TASK STATEMENT: From the listing below, pull out the lines that hold "with".

RECORDED INFORMATION:
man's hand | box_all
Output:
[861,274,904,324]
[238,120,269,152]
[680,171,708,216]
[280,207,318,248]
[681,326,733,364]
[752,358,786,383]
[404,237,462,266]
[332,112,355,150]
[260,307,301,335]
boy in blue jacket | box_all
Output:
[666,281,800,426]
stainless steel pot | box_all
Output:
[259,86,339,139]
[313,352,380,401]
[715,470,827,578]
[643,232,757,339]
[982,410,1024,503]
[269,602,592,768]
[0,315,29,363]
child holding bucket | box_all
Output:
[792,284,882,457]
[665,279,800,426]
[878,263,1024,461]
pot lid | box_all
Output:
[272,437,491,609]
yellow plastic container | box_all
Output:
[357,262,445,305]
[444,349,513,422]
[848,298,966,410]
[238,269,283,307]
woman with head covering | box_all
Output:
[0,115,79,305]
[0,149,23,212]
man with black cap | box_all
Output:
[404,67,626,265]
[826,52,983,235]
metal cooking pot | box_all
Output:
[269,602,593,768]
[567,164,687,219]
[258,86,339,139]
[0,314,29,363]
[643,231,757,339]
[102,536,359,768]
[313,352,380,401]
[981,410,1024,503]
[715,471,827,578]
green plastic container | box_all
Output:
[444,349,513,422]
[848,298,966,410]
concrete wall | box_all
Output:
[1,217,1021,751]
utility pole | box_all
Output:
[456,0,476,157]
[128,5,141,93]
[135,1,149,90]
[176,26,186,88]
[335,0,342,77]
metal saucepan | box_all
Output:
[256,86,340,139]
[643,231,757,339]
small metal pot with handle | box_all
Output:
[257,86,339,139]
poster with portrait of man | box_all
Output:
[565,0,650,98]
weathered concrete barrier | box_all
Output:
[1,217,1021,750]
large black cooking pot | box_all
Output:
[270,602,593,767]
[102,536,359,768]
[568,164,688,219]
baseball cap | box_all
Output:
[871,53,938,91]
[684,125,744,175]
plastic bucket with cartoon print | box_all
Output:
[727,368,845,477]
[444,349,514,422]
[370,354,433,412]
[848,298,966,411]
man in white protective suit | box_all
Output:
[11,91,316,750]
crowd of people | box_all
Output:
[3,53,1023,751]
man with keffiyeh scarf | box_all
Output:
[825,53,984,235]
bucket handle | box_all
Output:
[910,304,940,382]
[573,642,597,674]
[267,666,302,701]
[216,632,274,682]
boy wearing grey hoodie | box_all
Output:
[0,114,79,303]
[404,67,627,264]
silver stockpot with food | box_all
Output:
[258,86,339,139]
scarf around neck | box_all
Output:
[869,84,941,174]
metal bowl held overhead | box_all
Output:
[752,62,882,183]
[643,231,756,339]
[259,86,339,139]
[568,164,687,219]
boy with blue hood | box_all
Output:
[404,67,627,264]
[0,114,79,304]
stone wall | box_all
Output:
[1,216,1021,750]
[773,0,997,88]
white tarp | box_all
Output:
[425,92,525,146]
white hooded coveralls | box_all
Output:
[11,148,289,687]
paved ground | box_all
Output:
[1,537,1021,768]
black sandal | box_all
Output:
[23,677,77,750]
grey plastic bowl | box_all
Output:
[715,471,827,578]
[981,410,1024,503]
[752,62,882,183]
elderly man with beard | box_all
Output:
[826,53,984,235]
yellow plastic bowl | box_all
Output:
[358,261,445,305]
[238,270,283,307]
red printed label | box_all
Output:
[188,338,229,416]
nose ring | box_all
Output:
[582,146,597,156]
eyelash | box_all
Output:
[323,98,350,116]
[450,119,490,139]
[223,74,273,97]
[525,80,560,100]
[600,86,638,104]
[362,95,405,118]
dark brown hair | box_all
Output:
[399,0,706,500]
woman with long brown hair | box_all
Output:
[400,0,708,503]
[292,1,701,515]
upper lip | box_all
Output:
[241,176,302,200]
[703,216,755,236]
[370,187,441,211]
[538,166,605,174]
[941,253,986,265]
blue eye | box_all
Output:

SOLUTION TO THE PROBLEM:
woman with head covering | box_all
man with black cap | box_all
small metal pot with handle | box_all
poster with portrait of man | box_all
plastic bucket with cartoon print | box_all
man with keffiyeh scarf | box_all
silver stockpot with food | box_all
boy with blue hood | box_all
elderly man with beard | box_all
woman with long brown hair | box_all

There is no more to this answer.